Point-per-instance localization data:
____

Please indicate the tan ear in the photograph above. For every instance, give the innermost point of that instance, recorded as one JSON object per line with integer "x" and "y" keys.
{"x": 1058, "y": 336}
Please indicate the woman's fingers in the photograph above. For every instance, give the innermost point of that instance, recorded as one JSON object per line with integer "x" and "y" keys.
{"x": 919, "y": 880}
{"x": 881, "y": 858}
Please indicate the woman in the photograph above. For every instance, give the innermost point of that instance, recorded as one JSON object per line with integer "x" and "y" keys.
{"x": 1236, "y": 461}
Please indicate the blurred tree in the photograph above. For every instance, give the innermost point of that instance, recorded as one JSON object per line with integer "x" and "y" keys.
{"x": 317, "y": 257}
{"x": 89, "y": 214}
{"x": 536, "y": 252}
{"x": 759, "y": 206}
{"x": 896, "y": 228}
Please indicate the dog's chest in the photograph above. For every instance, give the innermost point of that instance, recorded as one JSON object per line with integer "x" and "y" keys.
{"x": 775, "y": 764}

____

Problem description: With every line intact, print the records above again.

Written solution:
Please indicate the tan ear in the photograph above. For every instance, give the innermost point of that instance, recorded as one JSON object per line with integer "x" and "y" keys.
{"x": 1058, "y": 336}
Please indicate the woman's fingers in the photograph above. For every instance, give the innermost point of that instance, recorded as one JSON object per line with integer "x" and "y" keys.
{"x": 919, "y": 880}
{"x": 881, "y": 858}
Please indicate the woman in the photograph above. For every instance, give the innermost point of that instance, recorded as one JSON object per line with integer "x" and "y" keys.
{"x": 1236, "y": 461}
Please indicate the blurred tree in the photograph above. For every instance, give the innermost point of that instance, recorded as one JSON object per line with integer "x" and "y" keys.
{"x": 317, "y": 257}
{"x": 89, "y": 214}
{"x": 536, "y": 252}
{"x": 759, "y": 206}
{"x": 896, "y": 228}
Please indicate the dog's chest in the photograph above. For every instance, give the innermost point of that instance, recorded as one JSON object per line with integer "x" and "y" keys.
{"x": 775, "y": 764}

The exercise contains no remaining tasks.